With the line containing "Guideline: for every instance of the metal" as the first line and the last line of the records as the final one, reproduce that range exactly.

|---|

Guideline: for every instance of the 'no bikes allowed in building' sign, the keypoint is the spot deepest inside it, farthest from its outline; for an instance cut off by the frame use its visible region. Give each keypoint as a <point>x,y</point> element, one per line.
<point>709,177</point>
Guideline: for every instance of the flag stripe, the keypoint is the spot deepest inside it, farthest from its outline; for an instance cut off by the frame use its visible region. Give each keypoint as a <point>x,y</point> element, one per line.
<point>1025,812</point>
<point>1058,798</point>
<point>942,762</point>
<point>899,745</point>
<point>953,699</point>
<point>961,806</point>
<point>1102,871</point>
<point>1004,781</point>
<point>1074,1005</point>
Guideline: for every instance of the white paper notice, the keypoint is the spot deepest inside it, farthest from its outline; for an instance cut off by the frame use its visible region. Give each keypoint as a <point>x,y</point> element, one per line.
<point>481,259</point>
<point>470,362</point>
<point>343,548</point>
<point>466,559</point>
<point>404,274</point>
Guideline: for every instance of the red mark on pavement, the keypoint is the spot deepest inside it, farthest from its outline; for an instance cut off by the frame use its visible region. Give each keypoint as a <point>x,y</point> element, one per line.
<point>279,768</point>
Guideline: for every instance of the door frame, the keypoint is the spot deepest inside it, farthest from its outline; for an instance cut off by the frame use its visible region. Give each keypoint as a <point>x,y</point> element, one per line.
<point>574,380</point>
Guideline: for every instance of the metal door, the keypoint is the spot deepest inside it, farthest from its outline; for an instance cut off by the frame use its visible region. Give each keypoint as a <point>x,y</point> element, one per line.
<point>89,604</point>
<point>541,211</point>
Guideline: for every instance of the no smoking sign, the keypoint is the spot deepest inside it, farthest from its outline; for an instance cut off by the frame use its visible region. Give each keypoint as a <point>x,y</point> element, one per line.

|---|

▸ Expected answer
Guideline: for every instance of the metal door, the keypoint is the spot deepest inside it, farthest from its outline; for an instance cut off by the frame use its visible region. Give each keypoint as a <point>x,y</point> element, one per line.
<point>89,604</point>
<point>541,211</point>
Guideline: for every instance of the no smoking sign, the keypoint is the spot deepest inside it, farthest from its outline; for an instance cut off by the frame use its visible region. Give each keypoint as a <point>x,y</point> element, one per line.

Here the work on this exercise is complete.